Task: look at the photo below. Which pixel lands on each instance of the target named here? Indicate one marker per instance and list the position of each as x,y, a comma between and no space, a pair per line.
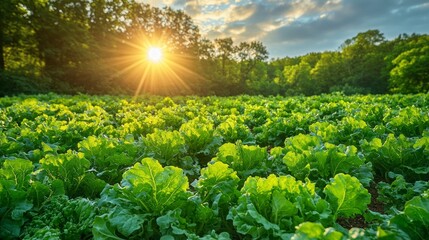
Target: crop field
245,167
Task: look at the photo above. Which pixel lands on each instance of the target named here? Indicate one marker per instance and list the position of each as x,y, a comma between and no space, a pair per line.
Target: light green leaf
347,196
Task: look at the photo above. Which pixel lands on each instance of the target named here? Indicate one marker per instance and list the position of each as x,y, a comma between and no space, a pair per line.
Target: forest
98,47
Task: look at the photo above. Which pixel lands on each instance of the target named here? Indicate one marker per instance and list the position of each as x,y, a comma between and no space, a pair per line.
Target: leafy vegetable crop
245,167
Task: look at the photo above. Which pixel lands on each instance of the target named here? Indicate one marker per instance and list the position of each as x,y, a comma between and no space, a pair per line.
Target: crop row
109,167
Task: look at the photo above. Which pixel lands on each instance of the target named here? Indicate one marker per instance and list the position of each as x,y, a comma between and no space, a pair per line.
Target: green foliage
165,146
62,218
246,160
109,157
347,196
72,170
273,206
306,177
409,73
397,154
308,157
414,220
147,191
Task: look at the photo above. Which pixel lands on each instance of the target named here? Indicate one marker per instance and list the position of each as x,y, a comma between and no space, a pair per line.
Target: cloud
296,27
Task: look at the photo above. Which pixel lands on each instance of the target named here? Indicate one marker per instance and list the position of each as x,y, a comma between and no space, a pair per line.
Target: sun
154,54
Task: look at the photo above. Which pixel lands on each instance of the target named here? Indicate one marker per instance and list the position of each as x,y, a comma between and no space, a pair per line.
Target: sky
297,27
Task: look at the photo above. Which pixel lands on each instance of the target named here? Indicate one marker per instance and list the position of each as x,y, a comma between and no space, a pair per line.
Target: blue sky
297,27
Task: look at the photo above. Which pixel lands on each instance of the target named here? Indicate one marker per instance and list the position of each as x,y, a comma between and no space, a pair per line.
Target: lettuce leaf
347,196
273,206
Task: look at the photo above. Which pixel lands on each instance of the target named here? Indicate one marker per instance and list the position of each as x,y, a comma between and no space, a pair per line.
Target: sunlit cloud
296,27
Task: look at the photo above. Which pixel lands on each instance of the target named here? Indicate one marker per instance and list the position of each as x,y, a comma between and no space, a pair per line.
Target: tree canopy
98,46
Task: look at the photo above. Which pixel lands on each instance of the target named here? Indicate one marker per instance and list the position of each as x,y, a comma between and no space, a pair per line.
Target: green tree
410,72
363,61
249,55
327,71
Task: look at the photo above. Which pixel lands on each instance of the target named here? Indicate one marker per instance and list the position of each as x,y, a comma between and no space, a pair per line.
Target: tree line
97,46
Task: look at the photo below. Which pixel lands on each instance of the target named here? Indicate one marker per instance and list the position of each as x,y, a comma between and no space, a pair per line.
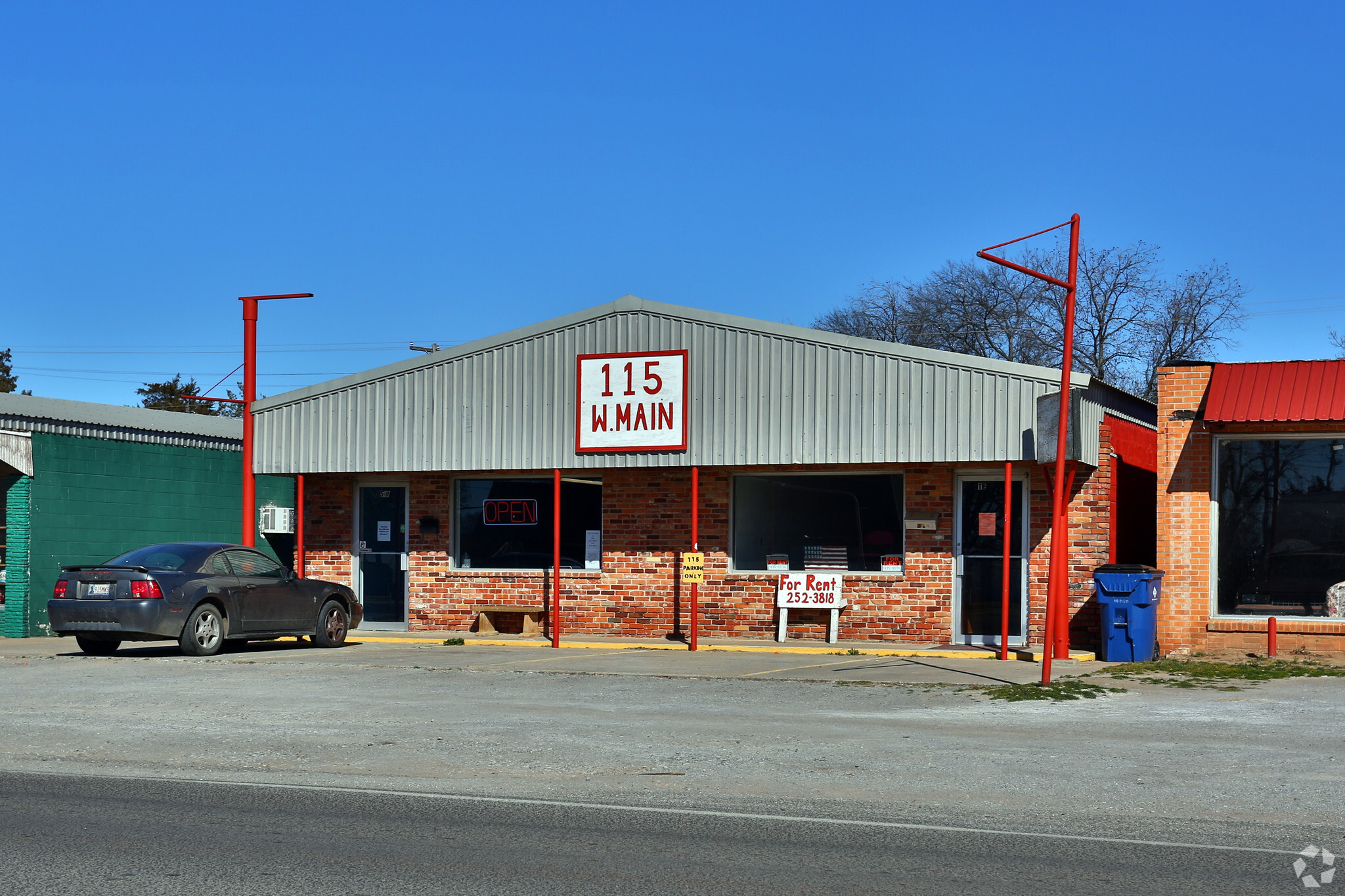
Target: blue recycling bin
1128,598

= = = =

*PROBLEM*
Begin the copy at the line containing "Target: green tree" and end it at the last line of the records; transcribe exactly and exclude pictures.

*EXPECTED ANSWER*
Target: green tree
410,72
363,61
249,55
327,71
Task: look at the photo above. Which pixel lands on each instance of the target named here? Indicate one marker per instance and list the position of each as x,y, a comma between and no space, a pair per line.
Target: tree line
97,46
Task: look at the photo below. Which pixel lands on each instance of the target named here? Indicate one marker per instance and list the position of each as x,y, a comma between and no space, a pair per line.
Target: blue recycling bin
1128,598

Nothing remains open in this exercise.